_Given data_.

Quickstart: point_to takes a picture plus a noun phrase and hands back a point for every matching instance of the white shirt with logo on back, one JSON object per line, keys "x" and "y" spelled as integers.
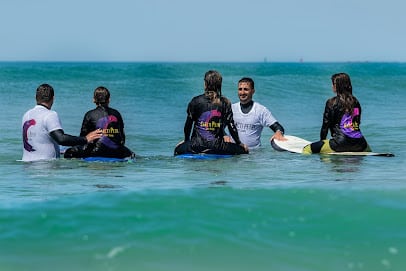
{"x": 250, "y": 125}
{"x": 37, "y": 124}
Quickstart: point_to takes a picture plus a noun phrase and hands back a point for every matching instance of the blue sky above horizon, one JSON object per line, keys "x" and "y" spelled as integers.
{"x": 203, "y": 31}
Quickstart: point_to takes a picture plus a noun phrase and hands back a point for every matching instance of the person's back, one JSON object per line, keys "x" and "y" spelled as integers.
{"x": 110, "y": 122}
{"x": 42, "y": 129}
{"x": 37, "y": 123}
{"x": 207, "y": 115}
{"x": 342, "y": 117}
{"x": 208, "y": 120}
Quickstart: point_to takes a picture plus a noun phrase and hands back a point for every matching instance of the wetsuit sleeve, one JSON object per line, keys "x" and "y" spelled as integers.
{"x": 326, "y": 122}
{"x": 230, "y": 123}
{"x": 86, "y": 124}
{"x": 121, "y": 123}
{"x": 276, "y": 126}
{"x": 188, "y": 128}
{"x": 67, "y": 140}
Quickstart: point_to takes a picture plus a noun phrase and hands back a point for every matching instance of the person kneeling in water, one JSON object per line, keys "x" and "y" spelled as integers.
{"x": 208, "y": 114}
{"x": 342, "y": 116}
{"x": 110, "y": 122}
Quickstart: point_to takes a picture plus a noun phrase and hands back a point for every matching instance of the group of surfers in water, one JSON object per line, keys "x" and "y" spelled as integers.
{"x": 208, "y": 117}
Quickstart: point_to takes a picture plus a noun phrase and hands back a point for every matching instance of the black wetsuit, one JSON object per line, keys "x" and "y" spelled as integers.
{"x": 344, "y": 128}
{"x": 208, "y": 121}
{"x": 111, "y": 144}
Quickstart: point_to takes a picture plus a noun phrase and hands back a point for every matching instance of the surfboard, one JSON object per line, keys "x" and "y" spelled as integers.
{"x": 106, "y": 159}
{"x": 292, "y": 144}
{"x": 296, "y": 144}
{"x": 203, "y": 156}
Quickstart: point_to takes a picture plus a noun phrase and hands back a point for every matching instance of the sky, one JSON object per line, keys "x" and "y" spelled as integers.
{"x": 203, "y": 30}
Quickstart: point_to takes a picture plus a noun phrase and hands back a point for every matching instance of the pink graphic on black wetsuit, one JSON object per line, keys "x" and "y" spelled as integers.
{"x": 207, "y": 126}
{"x": 349, "y": 127}
{"x": 105, "y": 123}
{"x": 26, "y": 126}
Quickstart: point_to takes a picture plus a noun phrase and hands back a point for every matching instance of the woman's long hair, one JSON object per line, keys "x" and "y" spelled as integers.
{"x": 343, "y": 87}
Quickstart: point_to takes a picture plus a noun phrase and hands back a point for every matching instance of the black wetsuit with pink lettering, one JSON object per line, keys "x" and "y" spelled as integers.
{"x": 208, "y": 120}
{"x": 111, "y": 144}
{"x": 344, "y": 127}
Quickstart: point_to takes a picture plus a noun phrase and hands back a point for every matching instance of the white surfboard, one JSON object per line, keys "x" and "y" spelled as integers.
{"x": 296, "y": 144}
{"x": 292, "y": 144}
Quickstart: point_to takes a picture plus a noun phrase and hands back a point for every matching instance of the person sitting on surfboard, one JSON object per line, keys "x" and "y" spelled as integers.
{"x": 251, "y": 117}
{"x": 43, "y": 132}
{"x": 208, "y": 114}
{"x": 109, "y": 120}
{"x": 342, "y": 116}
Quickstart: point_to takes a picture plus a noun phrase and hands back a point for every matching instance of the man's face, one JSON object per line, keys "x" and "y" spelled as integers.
{"x": 245, "y": 92}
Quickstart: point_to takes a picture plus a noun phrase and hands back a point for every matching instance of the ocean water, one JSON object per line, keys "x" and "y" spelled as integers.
{"x": 264, "y": 211}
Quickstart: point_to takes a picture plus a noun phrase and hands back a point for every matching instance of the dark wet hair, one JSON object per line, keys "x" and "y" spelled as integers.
{"x": 342, "y": 83}
{"x": 44, "y": 94}
{"x": 213, "y": 80}
{"x": 101, "y": 96}
{"x": 247, "y": 80}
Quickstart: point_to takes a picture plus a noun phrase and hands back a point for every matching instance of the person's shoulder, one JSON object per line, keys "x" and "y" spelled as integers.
{"x": 198, "y": 98}
{"x": 260, "y": 106}
{"x": 225, "y": 100}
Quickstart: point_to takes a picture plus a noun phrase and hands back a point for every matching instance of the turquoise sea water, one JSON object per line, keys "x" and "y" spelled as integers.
{"x": 264, "y": 211}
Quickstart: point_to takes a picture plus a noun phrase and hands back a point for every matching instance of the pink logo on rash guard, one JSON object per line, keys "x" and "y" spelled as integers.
{"x": 108, "y": 132}
{"x": 349, "y": 127}
{"x": 207, "y": 124}
{"x": 26, "y": 126}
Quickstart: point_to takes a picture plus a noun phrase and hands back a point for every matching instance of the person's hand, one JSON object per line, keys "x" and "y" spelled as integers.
{"x": 96, "y": 134}
{"x": 227, "y": 139}
{"x": 278, "y": 136}
{"x": 244, "y": 146}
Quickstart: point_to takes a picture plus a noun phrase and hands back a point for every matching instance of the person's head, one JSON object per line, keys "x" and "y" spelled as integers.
{"x": 343, "y": 88}
{"x": 45, "y": 95}
{"x": 101, "y": 96}
{"x": 212, "y": 84}
{"x": 246, "y": 90}
{"x": 341, "y": 83}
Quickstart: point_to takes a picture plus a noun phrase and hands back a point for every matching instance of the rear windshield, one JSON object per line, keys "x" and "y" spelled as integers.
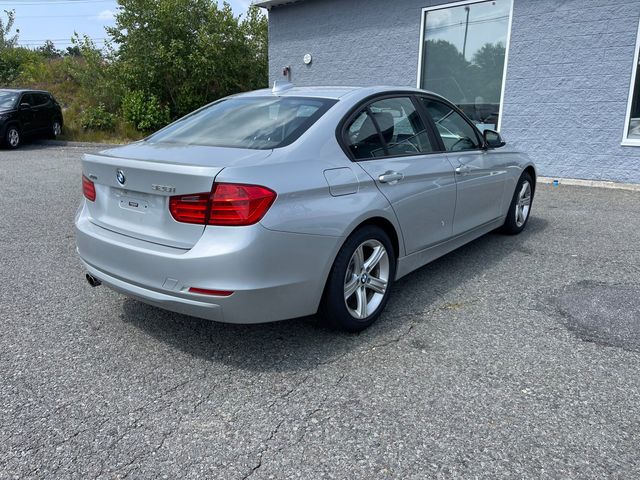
{"x": 8, "y": 99}
{"x": 258, "y": 123}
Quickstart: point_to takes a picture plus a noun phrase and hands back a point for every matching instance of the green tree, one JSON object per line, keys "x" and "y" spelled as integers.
{"x": 7, "y": 40}
{"x": 187, "y": 53}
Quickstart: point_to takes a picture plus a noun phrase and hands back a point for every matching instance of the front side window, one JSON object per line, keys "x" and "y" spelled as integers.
{"x": 456, "y": 133}
{"x": 463, "y": 57}
{"x": 389, "y": 127}
{"x": 8, "y": 100}
{"x": 257, "y": 123}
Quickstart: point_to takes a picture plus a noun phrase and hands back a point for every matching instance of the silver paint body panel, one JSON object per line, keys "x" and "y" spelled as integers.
{"x": 278, "y": 267}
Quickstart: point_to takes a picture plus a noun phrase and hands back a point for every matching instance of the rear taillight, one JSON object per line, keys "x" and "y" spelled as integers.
{"x": 229, "y": 204}
{"x": 190, "y": 208}
{"x": 88, "y": 189}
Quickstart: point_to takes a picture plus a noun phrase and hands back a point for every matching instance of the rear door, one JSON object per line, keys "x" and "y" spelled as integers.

_What needs to be done_.
Leave every picture out. Retype the remaining data exactly.

_Solution for this problem_.
Quickstart: point_to takes a picture plus a noun phrase and hands back a point for every matching instance of the white shirt with logo on back, one JSON object per line, keys "x" and "y" spelled as integers.
{"x": 250, "y": 125}
{"x": 37, "y": 124}
Quickstart: point_to takes a picture plus a noun phrase and hands back a point for every matching instance of the blue sky above horizon, one JSON object per line, keys "x" and "y" spelled as integers.
{"x": 203, "y": 31}
Quickstart: point_to takes a picture plus a noun phrase and hands back a point for every matching instance of the person's back, one JSON object per line, keys "x" and "y" spelled as integers.
{"x": 110, "y": 122}
{"x": 42, "y": 129}
{"x": 37, "y": 123}
{"x": 207, "y": 115}
{"x": 342, "y": 117}
{"x": 208, "y": 120}
Quickstart: point_to takes a picture plus a noun phrase and hands back a point for every matching instance of the wetsuit sleeve, one JSON object per line, keys "x" and "y" spelled as integers.
{"x": 326, "y": 122}
{"x": 230, "y": 123}
{"x": 86, "y": 124}
{"x": 121, "y": 123}
{"x": 276, "y": 126}
{"x": 188, "y": 128}
{"x": 67, "y": 140}
Quickstart: point_to takes a picture plus a noun phrase and hands back a point for every matching instance of the person kneeling in water, one JSON object per line, keys "x" and "y" spelled as integers.
{"x": 208, "y": 114}
{"x": 342, "y": 116}
{"x": 110, "y": 122}
Quickstart: point_to takes a picture plus a noun phrase and hands back a point for every matching instance of the group of surfers in water, one JSON object per line, keys "x" and "y" spelled as integers.
{"x": 208, "y": 117}
Quickstart: point_to takes a picture plus a noun phrase and hands back a point for every matching instance of the black wetsuit, one JSON object per line, keys "x" and "y" spelled as integers.
{"x": 344, "y": 128}
{"x": 208, "y": 121}
{"x": 111, "y": 144}
Quickstart: point_to takes a picture plus a noun phrase and hands back a point for every matching instance of the surfboard, one JSON object per line, keys "x" and "y" spelled as integers.
{"x": 106, "y": 159}
{"x": 292, "y": 144}
{"x": 296, "y": 144}
{"x": 203, "y": 156}
Quickstart: point_to takes a picture plus a noun phrase and hands back a point for every matching instance of the sky, one JSON object per line, keys "x" and "y" spelled as integers.
{"x": 203, "y": 30}
Quickstart: point_to takes a picture plus a noun phrase and hands back a point for every matching instance of the pink graphic on black wetsuit, one JSON object per line, keys "x" and "y" spelled as integers.
{"x": 207, "y": 126}
{"x": 349, "y": 127}
{"x": 105, "y": 123}
{"x": 26, "y": 126}
Quickstart: point_to takes a picture plus a noun phrase and hands back a point for every matching instance of the woman's long hair, one JSON object per line, keys "x" and "y" spelled as integers.
{"x": 343, "y": 87}
Quickstart: point_to takes a picture plus a noun phrase and hands back a point for every matching instance of the black wetsuit with pink lettering, one JSON object per line, keys "x" and "y" spelled as integers.
{"x": 208, "y": 120}
{"x": 111, "y": 144}
{"x": 344, "y": 127}
Quickstart: point_to takes a picture plus a noun phrase and hands back a point for every matching instance of the white surfboard, one JSON object per line, keys "x" and "y" spelled as integers.
{"x": 296, "y": 144}
{"x": 292, "y": 144}
Quickstart: point_to takes a picture plus a noun phrase and hands back a point for every matching instance of the person sitting on surfboard, one JSON object per line, keys "x" and "y" spelled as integers.
{"x": 251, "y": 117}
{"x": 43, "y": 132}
{"x": 208, "y": 114}
{"x": 109, "y": 120}
{"x": 342, "y": 116}
Quickstart: point_to takes a picture plus a noun phrase and hands back a point for every matching instance of the man's face, one JSON object per line, keys "x" and "y" spelled as integers.
{"x": 245, "y": 92}
Quickstart: point_to takes a picture plus a noun phrase and hands back a point for every matching instance of the ocean water, one JSON object per line, keys "x" and "y" spelled as integers.
{"x": 264, "y": 211}
Quickstart: point_to takes a picture plus a noun phrase and hands back a point for every matching instance of the dark wet hair, one JSON object per line, keys "x" and "y" spelled as integers.
{"x": 342, "y": 83}
{"x": 44, "y": 94}
{"x": 213, "y": 80}
{"x": 101, "y": 96}
{"x": 247, "y": 80}
Quickstart: point_to takes a picture plus a noun phrase and hands back a point for every matching instance of the person's shoulder, one JSON object per line, keys "x" and "y" spelled as integers.
{"x": 198, "y": 98}
{"x": 260, "y": 106}
{"x": 225, "y": 100}
Quickstart: point_to takes a picture plus a noun phrase and hands back a point for every matching instance of the turquoise sea water, one JSON object per line, keys "x" and "y" spelled as integers.
{"x": 264, "y": 211}
Quickstart: point_to takes a picture plus a noun phrase and hands back a point for every matching instance of the pink logo on rash guard, one JSON object per line, keys "x" and "y" spelled as integers.
{"x": 108, "y": 132}
{"x": 349, "y": 127}
{"x": 207, "y": 124}
{"x": 26, "y": 126}
Quickstart: point_to takes a picture plus a noun phrase and hands back a point for every matching instance of the person's hand, one JSON object per line, keys "x" and "y" spelled as integers.
{"x": 96, "y": 134}
{"x": 227, "y": 139}
{"x": 278, "y": 136}
{"x": 244, "y": 146}
Quickstart: point_to takes a picture plus a noun phrase and hands back a point for every matching instance of the person's head, one JSON object per line, keys "x" and "y" spelled as integers.
{"x": 343, "y": 88}
{"x": 45, "y": 95}
{"x": 101, "y": 96}
{"x": 212, "y": 84}
{"x": 246, "y": 90}
{"x": 341, "y": 83}
Quickstart: point_to takes a picture plus a noun phrase and hands back a point for every matching instance of the rear windshield, one JSON object per line, keys "x" and "y" spelled as integers.
{"x": 8, "y": 99}
{"x": 258, "y": 123}
Quickstart: point_to takes a picture plus a noun phrase and hands back a point for every matching instance of the green tree, one JSON object per line, keys "x" and "y" spelled as integers.
{"x": 7, "y": 40}
{"x": 187, "y": 53}
Quickstart: point_to takes a picture plus a noun phrase and hands back a point for every matching instance of the front side window, one JSON object per line, keys "x" and "y" spelled as integers.
{"x": 456, "y": 133}
{"x": 463, "y": 57}
{"x": 389, "y": 127}
{"x": 8, "y": 100}
{"x": 257, "y": 123}
Quickstart: point_to takes a picture plus a noun phrase and hands back a point for every matching instance of the silver paint body panel, one JSON object per line, keys "x" and "y" spelled as integers.
{"x": 278, "y": 267}
Quickstart: point_to takes a picture plus a noun phrase and hands back a point for every matching instance of the rear taillight, one JSON object per line, keys "x" and "y" spelled as integers.
{"x": 229, "y": 204}
{"x": 190, "y": 208}
{"x": 88, "y": 189}
Quickstart: point_to takes a picture plus a noun phrase and hands back a point for every matching instance of the rear door, one JSON object per line, keys "x" and "y" spelled as integers.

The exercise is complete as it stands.